-------- Data for the task
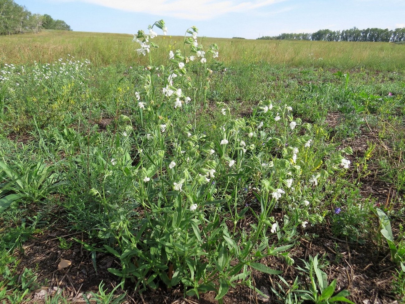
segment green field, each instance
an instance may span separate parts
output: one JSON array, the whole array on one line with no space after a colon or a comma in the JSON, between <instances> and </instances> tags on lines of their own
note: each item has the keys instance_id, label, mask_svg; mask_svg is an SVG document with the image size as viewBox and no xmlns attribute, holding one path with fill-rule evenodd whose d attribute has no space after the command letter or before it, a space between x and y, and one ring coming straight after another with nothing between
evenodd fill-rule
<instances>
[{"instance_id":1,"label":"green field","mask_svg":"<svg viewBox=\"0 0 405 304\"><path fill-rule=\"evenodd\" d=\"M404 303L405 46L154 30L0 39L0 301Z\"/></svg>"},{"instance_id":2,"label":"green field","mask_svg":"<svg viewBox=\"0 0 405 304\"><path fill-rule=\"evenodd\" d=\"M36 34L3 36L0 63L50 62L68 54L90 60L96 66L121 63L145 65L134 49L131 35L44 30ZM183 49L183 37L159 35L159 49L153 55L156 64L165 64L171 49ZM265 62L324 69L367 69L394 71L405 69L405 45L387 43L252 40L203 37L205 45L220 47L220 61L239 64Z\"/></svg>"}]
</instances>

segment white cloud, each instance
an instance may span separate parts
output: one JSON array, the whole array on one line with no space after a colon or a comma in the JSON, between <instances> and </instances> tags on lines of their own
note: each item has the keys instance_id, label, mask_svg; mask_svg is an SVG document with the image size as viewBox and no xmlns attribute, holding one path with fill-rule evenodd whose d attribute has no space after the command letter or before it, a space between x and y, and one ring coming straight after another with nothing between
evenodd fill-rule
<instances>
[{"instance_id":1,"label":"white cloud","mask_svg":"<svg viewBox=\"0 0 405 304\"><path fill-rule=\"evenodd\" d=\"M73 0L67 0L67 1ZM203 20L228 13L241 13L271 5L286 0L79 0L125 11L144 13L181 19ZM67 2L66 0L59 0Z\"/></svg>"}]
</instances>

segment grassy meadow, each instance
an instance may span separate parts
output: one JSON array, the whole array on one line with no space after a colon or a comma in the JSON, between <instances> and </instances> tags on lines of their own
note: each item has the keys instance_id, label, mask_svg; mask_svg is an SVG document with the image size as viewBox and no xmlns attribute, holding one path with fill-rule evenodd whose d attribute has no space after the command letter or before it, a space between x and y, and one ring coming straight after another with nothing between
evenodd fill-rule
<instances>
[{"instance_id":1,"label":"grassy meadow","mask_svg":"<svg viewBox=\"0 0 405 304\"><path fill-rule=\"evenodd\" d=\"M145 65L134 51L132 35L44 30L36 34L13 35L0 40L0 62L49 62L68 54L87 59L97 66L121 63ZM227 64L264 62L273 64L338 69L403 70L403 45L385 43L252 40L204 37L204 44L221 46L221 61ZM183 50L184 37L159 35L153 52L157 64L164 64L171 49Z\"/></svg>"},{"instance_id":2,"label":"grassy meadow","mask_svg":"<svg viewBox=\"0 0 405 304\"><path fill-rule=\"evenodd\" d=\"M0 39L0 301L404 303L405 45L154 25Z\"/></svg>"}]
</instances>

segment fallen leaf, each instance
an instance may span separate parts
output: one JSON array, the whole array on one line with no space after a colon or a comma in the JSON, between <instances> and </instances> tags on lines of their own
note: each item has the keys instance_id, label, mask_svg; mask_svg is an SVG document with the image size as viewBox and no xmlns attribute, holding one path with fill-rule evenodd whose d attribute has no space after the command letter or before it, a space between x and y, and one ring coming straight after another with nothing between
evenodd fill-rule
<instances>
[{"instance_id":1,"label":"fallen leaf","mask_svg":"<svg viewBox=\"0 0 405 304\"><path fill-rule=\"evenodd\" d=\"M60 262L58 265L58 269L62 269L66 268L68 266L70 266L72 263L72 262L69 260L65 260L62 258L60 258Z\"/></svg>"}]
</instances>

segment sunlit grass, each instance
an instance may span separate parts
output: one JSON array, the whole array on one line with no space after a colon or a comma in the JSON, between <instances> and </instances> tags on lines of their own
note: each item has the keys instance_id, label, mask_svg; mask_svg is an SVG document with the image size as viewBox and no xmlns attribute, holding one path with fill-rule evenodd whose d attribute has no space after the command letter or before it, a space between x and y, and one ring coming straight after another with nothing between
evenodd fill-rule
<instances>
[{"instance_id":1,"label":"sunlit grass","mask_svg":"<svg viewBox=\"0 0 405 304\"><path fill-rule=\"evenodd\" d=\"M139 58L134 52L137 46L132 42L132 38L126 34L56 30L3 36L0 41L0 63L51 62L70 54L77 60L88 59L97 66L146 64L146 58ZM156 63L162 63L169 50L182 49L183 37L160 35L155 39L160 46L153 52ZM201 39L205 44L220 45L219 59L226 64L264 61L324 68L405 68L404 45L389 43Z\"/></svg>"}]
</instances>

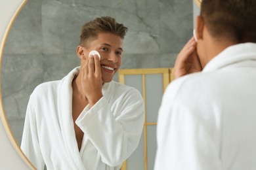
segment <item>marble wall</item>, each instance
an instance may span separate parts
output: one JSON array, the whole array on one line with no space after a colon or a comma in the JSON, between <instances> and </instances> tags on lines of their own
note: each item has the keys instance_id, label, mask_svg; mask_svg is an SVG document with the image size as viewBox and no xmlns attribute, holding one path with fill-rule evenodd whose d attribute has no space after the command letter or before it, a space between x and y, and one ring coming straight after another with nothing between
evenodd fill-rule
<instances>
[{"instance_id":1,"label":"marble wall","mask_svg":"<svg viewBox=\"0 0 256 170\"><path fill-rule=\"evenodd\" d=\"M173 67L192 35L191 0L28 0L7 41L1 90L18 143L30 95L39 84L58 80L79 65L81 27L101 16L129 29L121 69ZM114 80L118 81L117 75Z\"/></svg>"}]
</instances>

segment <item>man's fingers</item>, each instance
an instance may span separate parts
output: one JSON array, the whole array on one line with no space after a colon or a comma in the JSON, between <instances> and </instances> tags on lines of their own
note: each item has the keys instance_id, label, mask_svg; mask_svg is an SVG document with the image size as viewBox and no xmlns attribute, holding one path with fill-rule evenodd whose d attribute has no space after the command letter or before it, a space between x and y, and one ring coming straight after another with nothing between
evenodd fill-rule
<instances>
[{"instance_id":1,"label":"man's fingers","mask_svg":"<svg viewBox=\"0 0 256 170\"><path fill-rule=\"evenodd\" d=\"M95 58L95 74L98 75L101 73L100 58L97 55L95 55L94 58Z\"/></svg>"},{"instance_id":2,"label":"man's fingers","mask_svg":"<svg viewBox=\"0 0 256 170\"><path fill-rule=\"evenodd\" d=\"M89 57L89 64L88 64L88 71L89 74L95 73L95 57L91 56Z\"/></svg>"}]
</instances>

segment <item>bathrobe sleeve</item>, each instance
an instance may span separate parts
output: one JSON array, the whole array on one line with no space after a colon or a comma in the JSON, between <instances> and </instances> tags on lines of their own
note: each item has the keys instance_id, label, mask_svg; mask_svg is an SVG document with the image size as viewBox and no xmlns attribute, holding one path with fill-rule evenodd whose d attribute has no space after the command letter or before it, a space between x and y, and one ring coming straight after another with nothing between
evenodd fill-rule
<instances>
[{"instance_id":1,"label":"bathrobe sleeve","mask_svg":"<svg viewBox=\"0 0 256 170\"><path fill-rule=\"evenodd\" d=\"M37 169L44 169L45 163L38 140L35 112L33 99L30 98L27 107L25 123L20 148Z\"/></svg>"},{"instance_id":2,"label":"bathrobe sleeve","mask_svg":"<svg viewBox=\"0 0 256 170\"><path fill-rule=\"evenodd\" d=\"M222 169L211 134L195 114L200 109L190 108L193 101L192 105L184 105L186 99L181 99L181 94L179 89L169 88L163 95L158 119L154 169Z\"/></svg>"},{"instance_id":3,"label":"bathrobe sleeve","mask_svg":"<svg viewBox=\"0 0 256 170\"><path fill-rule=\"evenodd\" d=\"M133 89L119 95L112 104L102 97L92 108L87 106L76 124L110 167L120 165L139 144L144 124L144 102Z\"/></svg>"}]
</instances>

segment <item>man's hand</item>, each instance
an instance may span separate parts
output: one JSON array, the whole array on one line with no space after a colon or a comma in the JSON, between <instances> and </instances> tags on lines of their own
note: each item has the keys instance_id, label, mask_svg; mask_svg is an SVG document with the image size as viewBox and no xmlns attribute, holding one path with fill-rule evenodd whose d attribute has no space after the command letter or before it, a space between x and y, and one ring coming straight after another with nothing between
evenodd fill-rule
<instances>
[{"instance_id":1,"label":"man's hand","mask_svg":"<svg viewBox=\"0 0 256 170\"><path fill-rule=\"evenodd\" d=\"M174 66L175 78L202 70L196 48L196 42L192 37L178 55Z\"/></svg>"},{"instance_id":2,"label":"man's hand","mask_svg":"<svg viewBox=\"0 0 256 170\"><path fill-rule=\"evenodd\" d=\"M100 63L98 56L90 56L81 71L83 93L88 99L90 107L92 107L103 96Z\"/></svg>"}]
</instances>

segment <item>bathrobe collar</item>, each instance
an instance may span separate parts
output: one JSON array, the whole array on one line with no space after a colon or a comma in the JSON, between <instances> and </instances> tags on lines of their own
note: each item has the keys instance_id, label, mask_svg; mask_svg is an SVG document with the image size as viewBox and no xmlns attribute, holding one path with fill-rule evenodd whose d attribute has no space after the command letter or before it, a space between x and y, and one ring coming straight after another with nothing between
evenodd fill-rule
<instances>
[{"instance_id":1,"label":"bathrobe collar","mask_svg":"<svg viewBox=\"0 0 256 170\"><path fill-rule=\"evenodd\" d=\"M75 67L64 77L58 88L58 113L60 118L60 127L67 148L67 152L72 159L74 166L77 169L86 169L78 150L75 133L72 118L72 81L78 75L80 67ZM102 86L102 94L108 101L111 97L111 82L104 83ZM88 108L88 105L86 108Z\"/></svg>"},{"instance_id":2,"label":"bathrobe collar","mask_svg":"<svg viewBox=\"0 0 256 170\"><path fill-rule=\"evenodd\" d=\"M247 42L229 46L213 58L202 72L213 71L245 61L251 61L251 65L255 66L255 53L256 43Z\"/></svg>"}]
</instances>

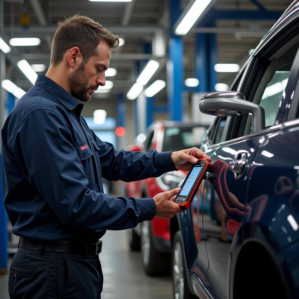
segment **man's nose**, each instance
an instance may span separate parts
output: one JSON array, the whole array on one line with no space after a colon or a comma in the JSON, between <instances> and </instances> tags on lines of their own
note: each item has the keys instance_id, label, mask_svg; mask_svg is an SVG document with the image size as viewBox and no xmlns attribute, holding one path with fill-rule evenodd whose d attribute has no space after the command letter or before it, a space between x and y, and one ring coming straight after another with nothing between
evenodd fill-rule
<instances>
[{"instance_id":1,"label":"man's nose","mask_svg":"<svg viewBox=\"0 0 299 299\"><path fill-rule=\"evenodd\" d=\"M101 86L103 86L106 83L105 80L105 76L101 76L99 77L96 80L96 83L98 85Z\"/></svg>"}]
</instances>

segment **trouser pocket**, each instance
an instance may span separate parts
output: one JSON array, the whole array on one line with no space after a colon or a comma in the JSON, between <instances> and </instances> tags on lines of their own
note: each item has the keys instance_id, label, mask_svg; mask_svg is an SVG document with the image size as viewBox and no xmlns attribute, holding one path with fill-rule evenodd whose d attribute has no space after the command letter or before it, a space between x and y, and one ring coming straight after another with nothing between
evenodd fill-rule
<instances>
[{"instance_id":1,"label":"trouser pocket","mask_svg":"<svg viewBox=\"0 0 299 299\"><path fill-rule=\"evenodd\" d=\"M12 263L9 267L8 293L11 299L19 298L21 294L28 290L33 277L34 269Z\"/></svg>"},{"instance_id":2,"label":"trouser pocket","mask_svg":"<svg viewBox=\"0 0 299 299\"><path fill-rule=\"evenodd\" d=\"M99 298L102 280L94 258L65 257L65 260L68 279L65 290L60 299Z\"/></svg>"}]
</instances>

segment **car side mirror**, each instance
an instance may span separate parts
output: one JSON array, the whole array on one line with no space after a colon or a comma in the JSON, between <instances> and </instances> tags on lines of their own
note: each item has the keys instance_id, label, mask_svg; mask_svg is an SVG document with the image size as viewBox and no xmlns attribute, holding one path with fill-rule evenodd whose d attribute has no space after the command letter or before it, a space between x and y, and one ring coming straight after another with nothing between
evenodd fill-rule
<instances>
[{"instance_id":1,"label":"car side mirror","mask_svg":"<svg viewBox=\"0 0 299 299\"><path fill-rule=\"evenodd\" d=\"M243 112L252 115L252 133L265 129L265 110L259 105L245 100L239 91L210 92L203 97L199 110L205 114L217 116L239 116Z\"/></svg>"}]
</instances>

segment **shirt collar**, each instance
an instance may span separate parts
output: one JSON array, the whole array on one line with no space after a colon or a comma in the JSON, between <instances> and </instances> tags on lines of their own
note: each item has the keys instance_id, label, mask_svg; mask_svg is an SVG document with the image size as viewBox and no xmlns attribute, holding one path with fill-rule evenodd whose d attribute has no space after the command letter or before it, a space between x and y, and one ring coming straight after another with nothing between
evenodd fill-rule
----------------
_What you are asked to do_. Return the line that contains "segment **shirt collar**, each instance" along with every line after it through the end of the entries, exactly, adding nothing.

_Answer_.
segment **shirt collar**, each instance
an instance may span separate parts
output: one JSON array, the whole array on one line with no space after a colon or a comma in the JSON, between <instances> and </instances> tags on lines of their own
note: each item has the keys instance_id, label, mask_svg; mask_svg is an SVG document with the image size as viewBox and no xmlns attribute, holding one path with fill-rule evenodd whose d attribute has no space after the command letter or before it, a space between x and y, and one ring coming straight after another with nothing between
evenodd fill-rule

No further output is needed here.